EXERCISE REQUIREMENTS:
In the records that follow, find the line with "drop one pin per instance, shaped like <point>218,20</point>."; from there, retype every line exactly through the line with "tag the ceiling fan blade", which also belongs to the answer.

Records contained in a dataset:
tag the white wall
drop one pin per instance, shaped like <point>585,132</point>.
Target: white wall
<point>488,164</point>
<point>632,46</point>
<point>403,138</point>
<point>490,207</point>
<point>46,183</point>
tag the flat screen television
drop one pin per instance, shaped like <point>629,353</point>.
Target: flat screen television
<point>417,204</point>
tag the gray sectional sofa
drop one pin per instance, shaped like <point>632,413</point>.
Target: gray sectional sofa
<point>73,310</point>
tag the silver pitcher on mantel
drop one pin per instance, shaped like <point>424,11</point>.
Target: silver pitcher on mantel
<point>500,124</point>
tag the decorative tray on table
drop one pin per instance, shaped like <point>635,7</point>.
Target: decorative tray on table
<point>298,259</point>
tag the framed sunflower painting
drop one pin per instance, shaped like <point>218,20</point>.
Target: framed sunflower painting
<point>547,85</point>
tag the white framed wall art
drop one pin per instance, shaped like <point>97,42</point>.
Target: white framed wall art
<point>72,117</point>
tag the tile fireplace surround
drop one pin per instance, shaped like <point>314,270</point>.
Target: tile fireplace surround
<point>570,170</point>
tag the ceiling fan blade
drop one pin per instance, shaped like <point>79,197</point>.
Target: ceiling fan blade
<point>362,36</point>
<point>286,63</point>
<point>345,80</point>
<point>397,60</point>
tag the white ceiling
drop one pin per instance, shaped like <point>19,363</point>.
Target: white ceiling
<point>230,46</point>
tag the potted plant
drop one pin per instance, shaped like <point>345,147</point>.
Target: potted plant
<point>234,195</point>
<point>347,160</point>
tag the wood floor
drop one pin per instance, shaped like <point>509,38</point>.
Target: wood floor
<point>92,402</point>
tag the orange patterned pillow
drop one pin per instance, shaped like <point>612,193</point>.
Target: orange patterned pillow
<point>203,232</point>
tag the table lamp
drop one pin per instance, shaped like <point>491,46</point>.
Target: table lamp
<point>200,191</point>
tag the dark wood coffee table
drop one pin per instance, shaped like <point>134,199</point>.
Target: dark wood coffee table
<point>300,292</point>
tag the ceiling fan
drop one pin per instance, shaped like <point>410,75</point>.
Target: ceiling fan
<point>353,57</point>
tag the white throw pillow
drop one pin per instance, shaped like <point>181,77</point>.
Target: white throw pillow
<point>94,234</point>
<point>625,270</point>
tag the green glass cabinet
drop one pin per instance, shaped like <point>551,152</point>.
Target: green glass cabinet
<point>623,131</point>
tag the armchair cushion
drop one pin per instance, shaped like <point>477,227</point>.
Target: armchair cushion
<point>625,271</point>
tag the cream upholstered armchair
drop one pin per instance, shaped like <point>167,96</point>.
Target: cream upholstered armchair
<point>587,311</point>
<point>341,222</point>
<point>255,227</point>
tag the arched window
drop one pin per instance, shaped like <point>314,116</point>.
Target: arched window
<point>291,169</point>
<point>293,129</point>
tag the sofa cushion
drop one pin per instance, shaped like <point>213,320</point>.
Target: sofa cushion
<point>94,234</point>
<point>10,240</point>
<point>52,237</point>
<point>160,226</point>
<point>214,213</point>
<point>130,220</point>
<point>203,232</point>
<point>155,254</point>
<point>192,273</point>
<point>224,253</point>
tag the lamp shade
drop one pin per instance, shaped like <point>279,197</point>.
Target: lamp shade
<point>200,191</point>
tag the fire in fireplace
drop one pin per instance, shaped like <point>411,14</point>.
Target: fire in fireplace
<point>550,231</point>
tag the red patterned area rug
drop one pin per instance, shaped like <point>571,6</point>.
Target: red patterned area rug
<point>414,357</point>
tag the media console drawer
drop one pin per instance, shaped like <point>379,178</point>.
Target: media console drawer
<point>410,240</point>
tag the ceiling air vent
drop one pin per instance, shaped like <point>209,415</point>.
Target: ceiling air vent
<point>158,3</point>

OUTPUT:
drop one pin per instance, shaped like <point>218,20</point>.
Target: framed sunflower painting
<point>547,85</point>
tag the white framed wall art
drop one pin per instance, shaped like <point>97,42</point>.
Target: white framed wall art
<point>72,117</point>
tag the tile fireplace surround
drop one pin per instance, shaped like <point>314,270</point>.
Target: tile fireplace surround
<point>570,170</point>
tag the ceiling fan blade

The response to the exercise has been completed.